# TASK INPUT
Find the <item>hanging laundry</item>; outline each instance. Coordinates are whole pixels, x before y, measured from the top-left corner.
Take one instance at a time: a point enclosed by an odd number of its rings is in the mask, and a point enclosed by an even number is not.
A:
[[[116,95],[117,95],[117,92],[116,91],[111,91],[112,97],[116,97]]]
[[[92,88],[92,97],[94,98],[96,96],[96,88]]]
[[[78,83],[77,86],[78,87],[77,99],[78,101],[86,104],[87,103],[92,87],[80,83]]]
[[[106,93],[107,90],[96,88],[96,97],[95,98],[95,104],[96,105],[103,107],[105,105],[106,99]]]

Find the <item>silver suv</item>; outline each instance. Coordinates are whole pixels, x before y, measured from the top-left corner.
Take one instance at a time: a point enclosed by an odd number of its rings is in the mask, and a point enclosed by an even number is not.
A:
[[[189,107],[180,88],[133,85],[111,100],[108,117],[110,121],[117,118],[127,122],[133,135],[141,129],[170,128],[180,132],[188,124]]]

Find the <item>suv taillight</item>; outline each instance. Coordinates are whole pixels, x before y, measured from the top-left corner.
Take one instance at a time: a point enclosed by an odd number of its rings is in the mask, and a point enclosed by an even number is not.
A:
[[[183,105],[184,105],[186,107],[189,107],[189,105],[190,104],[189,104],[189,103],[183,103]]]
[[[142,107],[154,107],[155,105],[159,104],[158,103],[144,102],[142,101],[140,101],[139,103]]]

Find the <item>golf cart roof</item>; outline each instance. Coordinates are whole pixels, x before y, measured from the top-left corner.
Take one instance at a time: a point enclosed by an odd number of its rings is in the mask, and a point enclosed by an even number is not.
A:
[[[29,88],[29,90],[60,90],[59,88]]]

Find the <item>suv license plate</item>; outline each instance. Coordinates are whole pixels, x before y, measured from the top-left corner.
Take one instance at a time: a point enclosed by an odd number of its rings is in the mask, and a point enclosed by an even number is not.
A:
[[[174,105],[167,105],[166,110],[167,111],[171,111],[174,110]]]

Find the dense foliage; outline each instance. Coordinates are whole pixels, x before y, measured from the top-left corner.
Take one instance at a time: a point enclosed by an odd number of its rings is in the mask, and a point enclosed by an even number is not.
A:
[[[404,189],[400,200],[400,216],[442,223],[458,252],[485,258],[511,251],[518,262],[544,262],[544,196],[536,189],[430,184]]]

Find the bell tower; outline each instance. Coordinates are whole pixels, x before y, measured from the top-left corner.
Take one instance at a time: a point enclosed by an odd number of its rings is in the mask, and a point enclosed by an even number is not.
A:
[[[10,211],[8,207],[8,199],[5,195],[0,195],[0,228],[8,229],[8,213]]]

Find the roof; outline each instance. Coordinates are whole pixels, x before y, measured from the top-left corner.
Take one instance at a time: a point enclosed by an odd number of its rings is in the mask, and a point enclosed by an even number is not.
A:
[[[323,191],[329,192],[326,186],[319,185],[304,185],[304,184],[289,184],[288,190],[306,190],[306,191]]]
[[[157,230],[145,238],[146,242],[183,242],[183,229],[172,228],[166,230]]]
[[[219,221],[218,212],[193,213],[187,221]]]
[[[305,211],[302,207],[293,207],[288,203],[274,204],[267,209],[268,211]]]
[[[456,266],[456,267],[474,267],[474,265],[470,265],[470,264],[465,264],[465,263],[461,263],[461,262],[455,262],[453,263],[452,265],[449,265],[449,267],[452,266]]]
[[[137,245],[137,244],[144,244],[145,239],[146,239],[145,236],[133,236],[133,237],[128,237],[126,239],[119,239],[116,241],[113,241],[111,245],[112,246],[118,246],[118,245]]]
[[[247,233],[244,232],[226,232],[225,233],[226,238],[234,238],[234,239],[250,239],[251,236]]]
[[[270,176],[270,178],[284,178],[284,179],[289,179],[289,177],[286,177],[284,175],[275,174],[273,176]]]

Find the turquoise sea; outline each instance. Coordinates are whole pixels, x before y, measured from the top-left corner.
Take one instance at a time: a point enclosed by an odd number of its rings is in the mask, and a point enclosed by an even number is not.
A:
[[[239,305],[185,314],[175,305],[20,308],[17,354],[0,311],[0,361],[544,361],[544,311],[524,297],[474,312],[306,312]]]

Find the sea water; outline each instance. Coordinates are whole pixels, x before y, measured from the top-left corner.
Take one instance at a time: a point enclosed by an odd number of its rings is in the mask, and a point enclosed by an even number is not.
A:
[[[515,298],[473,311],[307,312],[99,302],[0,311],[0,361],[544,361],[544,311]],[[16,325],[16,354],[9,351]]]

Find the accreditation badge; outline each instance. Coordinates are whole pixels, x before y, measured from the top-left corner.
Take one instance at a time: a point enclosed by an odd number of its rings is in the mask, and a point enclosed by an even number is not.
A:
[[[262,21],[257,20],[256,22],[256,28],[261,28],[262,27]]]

--

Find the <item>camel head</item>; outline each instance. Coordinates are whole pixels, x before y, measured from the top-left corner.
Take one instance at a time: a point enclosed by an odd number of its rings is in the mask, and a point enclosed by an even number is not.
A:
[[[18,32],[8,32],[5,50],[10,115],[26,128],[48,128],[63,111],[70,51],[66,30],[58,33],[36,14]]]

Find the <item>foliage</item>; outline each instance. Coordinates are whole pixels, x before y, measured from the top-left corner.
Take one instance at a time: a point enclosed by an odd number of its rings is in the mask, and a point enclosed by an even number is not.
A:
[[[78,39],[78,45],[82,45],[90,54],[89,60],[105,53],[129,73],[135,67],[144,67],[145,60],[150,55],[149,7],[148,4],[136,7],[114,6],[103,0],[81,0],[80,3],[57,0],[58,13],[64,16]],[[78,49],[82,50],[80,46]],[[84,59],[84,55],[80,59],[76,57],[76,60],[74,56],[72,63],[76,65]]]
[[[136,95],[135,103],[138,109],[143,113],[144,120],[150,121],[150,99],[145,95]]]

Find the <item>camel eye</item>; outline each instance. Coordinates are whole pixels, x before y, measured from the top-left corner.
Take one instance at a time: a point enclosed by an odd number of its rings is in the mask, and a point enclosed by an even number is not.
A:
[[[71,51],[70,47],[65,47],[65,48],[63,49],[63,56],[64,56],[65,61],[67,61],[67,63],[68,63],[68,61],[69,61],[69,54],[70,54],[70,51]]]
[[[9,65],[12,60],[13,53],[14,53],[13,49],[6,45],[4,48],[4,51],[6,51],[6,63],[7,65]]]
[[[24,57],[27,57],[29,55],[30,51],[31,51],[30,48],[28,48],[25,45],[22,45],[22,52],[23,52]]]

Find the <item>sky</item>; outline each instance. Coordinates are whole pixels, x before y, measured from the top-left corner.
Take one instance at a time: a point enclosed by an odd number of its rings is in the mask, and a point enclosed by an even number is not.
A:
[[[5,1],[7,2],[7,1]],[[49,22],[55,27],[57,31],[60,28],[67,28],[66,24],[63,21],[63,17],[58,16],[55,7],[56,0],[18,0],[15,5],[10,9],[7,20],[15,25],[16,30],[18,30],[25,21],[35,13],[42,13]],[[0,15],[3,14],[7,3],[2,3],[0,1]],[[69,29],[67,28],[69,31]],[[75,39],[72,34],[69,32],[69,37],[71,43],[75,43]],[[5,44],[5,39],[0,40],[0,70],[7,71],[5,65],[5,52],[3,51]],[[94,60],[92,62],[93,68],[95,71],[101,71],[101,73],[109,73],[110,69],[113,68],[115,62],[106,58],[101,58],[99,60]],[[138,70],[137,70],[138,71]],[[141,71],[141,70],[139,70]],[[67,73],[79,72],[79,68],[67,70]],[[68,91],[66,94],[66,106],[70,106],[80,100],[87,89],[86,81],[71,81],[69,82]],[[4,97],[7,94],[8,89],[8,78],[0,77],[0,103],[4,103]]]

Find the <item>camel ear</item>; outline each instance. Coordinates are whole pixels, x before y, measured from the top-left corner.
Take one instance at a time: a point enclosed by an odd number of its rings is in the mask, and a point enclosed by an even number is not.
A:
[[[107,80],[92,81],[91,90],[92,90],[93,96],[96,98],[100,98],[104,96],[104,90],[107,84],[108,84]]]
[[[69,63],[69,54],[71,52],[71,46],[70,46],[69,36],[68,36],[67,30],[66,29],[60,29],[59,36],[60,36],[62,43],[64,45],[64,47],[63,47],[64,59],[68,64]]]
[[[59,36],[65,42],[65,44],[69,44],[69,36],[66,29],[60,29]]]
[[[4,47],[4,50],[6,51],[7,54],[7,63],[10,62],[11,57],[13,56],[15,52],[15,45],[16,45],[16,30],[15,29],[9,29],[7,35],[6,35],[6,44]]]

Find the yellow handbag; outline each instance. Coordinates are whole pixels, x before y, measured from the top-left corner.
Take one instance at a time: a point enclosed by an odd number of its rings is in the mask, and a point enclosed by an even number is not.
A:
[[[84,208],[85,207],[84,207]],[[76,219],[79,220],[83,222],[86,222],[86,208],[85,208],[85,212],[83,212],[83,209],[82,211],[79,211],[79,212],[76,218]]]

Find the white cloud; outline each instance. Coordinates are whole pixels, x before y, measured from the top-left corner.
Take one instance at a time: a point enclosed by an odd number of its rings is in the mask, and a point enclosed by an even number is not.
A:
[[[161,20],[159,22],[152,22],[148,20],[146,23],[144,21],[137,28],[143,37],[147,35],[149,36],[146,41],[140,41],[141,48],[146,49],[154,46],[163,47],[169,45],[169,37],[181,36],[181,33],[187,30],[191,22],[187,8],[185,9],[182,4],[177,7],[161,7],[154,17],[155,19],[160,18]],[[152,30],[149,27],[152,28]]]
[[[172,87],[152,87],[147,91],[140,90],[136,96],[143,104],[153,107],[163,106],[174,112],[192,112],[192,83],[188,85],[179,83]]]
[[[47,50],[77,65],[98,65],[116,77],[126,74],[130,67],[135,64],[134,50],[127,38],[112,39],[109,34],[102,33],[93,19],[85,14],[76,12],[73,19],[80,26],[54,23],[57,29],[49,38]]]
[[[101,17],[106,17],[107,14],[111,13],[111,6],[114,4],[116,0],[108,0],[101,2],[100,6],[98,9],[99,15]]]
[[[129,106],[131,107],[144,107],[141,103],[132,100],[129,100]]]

# SHORT TASK
Copy out every line above that contains the string "camel". Treat uppercase and lowercase letters as different.

# ANSWER BELOW
Find the <item>camel head</item>; outline each instance. Coordinates are whole pixels, x before y, measured from the top-left corner.
Find the <item>camel eye</item>; outline each instance. Coordinates are whole pixels, x before y, measured from the top-left corner.
Find the <item>camel ear</item>; outline each instance. Coordinates are whole pixels, x before y, measured from the top-left corner.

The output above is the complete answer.